## Task statement
Swap every "clicks" in the lines below for "points", changing nothing else, and write the lines out again without the pictures.

## Data
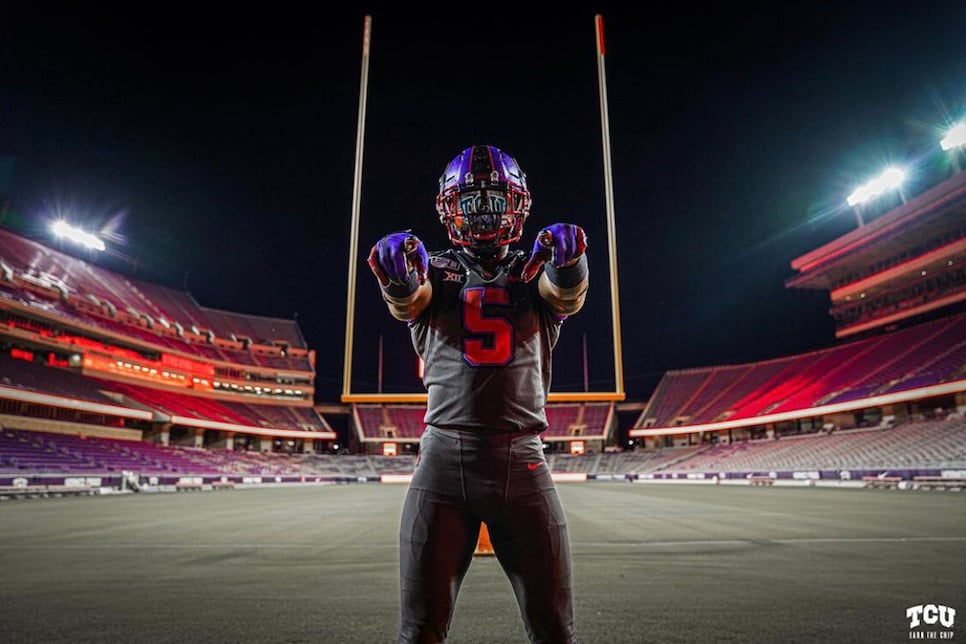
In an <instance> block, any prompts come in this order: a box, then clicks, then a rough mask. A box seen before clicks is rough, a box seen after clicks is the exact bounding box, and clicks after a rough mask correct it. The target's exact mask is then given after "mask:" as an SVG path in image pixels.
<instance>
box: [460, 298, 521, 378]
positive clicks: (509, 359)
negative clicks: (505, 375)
mask: <svg viewBox="0 0 966 644" xmlns="http://www.w3.org/2000/svg"><path fill="white" fill-rule="evenodd" d="M488 304H496V305H498V306H509V305H510V292H509V291H508V290H507V289H505V288H500V287H494V286H490V287H486V286H473V287H470V288H467V289H465V290H464V291H463V329H465V330H466V337H465V338H464V339H463V360H465V361H466V362H467V363H469V364H470V365H472V366H474V367H502V366H504V365H507V364H510V362H512V361H513V325H512V324H510V321H509V320H508V319H507V318H506V317H505V316H501V315H487V314H486V310H485V308H486V306H487V305H488Z"/></svg>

## Response below
In an <instance> block, any prompts come in this order: a box, then points, then a rough mask. A box seen before points is rough, a box seen after points is the exact bounding box, and points after a rough mask correct it. The target's exact mask is then given after "mask:" as an SVG path in image pixels.
<instance>
box: [460, 298, 521, 378]
positive points: (509, 359)
negative points: (505, 375)
mask: <svg viewBox="0 0 966 644" xmlns="http://www.w3.org/2000/svg"><path fill="white" fill-rule="evenodd" d="M488 304H496V305H498V306H509V305H510V292H509V291H508V290H507V289H505V288H500V287H494V286H490V287H486V286H473V287H470V288H467V289H465V290H464V291H463V329H465V330H466V337H465V338H464V339H463V360H465V361H466V362H467V363H469V364H470V365H472V366H474V367H502V366H504V365H507V364H510V362H512V361H513V325H512V324H510V321H509V320H508V319H507V318H506V317H505V316H501V315H487V314H486V310H485V308H486V306H487V305H488Z"/></svg>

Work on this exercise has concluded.